*** Opening of EXTRACTED ENTRIES ***

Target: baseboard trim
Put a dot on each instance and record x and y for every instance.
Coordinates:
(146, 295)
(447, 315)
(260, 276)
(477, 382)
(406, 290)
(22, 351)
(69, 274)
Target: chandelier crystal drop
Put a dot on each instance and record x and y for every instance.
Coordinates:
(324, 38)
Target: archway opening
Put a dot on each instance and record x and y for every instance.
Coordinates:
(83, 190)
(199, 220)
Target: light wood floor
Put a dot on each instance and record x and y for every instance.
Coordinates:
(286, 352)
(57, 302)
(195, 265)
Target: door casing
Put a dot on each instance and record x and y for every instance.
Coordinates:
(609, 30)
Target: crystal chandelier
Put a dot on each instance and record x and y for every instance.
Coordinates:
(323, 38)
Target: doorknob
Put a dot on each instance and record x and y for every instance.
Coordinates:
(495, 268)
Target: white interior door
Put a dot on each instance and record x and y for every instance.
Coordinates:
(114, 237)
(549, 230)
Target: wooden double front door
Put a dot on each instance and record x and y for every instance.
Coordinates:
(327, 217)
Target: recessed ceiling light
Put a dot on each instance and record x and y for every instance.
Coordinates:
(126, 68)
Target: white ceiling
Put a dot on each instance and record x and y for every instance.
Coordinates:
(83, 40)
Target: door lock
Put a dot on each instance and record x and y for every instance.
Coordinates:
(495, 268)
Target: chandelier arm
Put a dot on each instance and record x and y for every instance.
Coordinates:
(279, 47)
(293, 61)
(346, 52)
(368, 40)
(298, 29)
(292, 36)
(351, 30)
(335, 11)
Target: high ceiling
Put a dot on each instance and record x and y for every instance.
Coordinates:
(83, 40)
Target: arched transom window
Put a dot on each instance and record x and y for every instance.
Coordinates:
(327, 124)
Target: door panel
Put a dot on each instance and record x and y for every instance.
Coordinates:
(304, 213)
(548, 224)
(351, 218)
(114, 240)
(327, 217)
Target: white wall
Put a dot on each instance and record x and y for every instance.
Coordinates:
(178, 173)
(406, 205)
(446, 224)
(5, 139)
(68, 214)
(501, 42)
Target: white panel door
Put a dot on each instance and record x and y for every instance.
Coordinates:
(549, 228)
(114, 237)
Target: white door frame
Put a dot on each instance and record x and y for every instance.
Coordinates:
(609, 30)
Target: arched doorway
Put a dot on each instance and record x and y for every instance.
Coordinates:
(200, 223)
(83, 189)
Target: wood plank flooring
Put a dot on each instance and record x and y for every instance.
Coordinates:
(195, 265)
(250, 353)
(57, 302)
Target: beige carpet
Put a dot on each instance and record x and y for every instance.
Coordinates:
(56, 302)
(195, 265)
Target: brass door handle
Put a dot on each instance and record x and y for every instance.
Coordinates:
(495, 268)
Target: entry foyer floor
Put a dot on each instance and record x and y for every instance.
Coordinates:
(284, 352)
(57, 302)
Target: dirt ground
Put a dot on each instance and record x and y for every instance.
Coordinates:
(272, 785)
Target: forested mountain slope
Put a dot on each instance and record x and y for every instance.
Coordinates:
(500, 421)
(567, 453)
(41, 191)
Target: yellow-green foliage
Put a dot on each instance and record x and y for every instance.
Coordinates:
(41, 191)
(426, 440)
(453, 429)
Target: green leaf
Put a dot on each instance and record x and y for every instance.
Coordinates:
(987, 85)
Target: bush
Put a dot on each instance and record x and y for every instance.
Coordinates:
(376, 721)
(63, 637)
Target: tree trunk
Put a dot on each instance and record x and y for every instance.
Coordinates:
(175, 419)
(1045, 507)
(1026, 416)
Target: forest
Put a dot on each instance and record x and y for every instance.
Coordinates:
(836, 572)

*** Close of EXTRACTED ENTRIES ***

Please repeat all the records above exactly as they appear.

Target: baseboard trim
Put a dot on each instance and record x and y for every instance.
Coordinates:
(146, 295)
(447, 315)
(260, 276)
(477, 382)
(406, 290)
(22, 351)
(69, 274)
Target: chandelier crystal drop
Put a dot on each instance and record x and y for every instance.
Coordinates:
(324, 38)
Target: archway opening
Put a dot on each instance and record x and y for every instance.
Coordinates:
(83, 190)
(199, 220)
Target: light wood floor
Put a dot on each instance and record x and y for every instance.
Coordinates:
(286, 352)
(57, 302)
(195, 265)
Target: door casing
Put a dot on each instance and record x and y for every instance.
Coordinates:
(609, 30)
Target: crystal chandelier
Put a dot on each instance and record x and y for every instance.
Coordinates:
(323, 38)
Target: doorknob
Put a dot on each instance and record x and y for every instance.
Coordinates:
(495, 268)
Target: white interior door
Put a dot on each instance and record x and y for every instance.
Coordinates:
(114, 237)
(549, 230)
Target: wooden double front door
Put a dot on each instance and record x and y for every instance.
Coordinates:
(327, 217)
Target: recessed ceiling light
Put a dot on each instance and record x and y for every instance.
Coordinates:
(126, 68)
Target: white ceiling
Put a dot on each instance and record x and y for every instance.
Coordinates:
(83, 40)
Target: door lock
Put a dot on each instance and record x and y for every instance.
Coordinates:
(495, 268)
Target: chandelier arm
Put a dot on each instance and record x and y for every instance.
Coordinates:
(279, 47)
(293, 61)
(346, 52)
(368, 40)
(298, 29)
(292, 36)
(351, 30)
(335, 11)
Target: high ceiling
Put a dot on each instance and record x and y for every instance.
Coordinates:
(83, 40)
Target: arched transom window
Put a dot on each instance and record x and y for every instance.
Coordinates:
(327, 124)
Target: door panel
Put a dot on each instance and record x and y for every instance.
Coordinates:
(304, 213)
(548, 224)
(351, 218)
(114, 240)
(327, 217)
Target: white wall
Put a dot on each instance and record x and y for every instance.
Coordinates:
(178, 173)
(406, 205)
(446, 224)
(5, 139)
(68, 214)
(501, 42)
Target: white panel door
Put a dot on each instance and record x and y for every instance.
Coordinates:
(549, 228)
(114, 237)
Target: white door frame
Put a dot on each instance and record x and y for every instance.
Coordinates:
(609, 30)
Target: arched doorway
Put a dot on each instance and record x and y for every instance.
Coordinates:
(200, 223)
(83, 189)
Target: wood plank flooring
Put a dot on each instance and record x and y for every instance.
Coordinates:
(195, 265)
(250, 353)
(57, 302)
Target: beige carpet
Put a dot on each instance and record x and y for every instance.
Coordinates:
(56, 302)
(195, 265)
Target: brass door handle
Put a dot on each instance and record x and y for every instance.
Coordinates:
(495, 268)
Target: entry foyer floor
Put a dot on each instance and record x and y for every instance.
Coordinates:
(284, 352)
(57, 302)
Target: dirt ground
Put a dot on each instance and record x and y for every instance.
Coordinates:
(272, 785)
Target: forested mountain slope
Put a dot on each instance and record x and y for every instance.
Coordinates:
(500, 421)
(567, 453)
(41, 191)
Target: yellow-green foliage
Put a dot on each instance and record x and y for every instance.
Coordinates:
(41, 191)
(426, 440)
(453, 429)
Target: green leaf
Put a dot on each instance and record x and y for every instance.
Coordinates:
(987, 85)
Target: bush
Put a dot on each instance and record x and y for every instance.
Coordinates:
(376, 721)
(63, 637)
Target: tree trunk
Put a dot on each instance and record x and y for every instance.
Coordinates:
(175, 419)
(1045, 507)
(1026, 416)
Target: forest
Put a dot on each instance and record x and y for every instance.
Coordinates:
(836, 572)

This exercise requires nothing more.